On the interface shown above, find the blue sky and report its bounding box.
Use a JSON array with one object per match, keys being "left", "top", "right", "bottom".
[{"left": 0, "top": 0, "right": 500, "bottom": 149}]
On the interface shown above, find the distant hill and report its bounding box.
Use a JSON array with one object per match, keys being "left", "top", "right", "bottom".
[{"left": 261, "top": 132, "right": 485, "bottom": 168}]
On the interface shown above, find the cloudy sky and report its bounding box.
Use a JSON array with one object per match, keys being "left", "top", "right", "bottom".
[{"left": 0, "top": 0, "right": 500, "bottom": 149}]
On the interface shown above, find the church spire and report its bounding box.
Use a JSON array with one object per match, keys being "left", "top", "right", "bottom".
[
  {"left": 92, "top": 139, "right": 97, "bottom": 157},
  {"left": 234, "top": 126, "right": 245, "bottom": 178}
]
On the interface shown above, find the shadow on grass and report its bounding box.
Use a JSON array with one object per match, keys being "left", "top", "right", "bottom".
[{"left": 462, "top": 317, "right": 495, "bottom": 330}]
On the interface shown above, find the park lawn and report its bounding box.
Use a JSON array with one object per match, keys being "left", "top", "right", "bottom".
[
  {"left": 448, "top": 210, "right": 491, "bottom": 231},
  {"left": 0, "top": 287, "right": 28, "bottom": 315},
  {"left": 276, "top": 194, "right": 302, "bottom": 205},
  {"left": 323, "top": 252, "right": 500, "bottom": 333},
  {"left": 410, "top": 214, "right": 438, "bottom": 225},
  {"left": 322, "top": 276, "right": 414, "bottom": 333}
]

::::::::::

## What to work on
Can you update every item above so that "interface" becomes "image", leaving everything else unchanged?

## Task result
On the image shown above, find the blue sky and report its bounding box.
Use a JSON array with one object per match, keys being "left", "top", "right", "bottom".
[{"left": 0, "top": 0, "right": 500, "bottom": 149}]
On the image shown above, find the distant hill and report its bounding box.
Use a JSON array with one object per match, keys being "left", "top", "right", "bottom".
[{"left": 261, "top": 132, "right": 485, "bottom": 168}]
On the image shown above, find the cloudy sky and report its bounding box.
Use a JSON array with one object per match, keys being "left", "top", "right", "bottom".
[{"left": 0, "top": 0, "right": 500, "bottom": 149}]
On the image shown above, find the church spire and report its bounding box.
Use a JSON array with one object per match, keys being "left", "top", "right", "bottom".
[
  {"left": 92, "top": 139, "right": 97, "bottom": 157},
  {"left": 234, "top": 126, "right": 245, "bottom": 178}
]
On the image shown above, find the shadow on grass and report its bounding box.
Use a JSON array with one object per match, keys being "left", "top", "right", "bottom".
[{"left": 462, "top": 317, "right": 495, "bottom": 330}]
On the image shown above, find the park lawn and report its bounding box.
Use a JSON array with one object per match, keys being "left", "top", "right", "bottom".
[
  {"left": 448, "top": 210, "right": 491, "bottom": 231},
  {"left": 0, "top": 287, "right": 28, "bottom": 315},
  {"left": 276, "top": 194, "right": 302, "bottom": 205},
  {"left": 323, "top": 252, "right": 500, "bottom": 333},
  {"left": 410, "top": 214, "right": 438, "bottom": 225},
  {"left": 322, "top": 276, "right": 414, "bottom": 333}
]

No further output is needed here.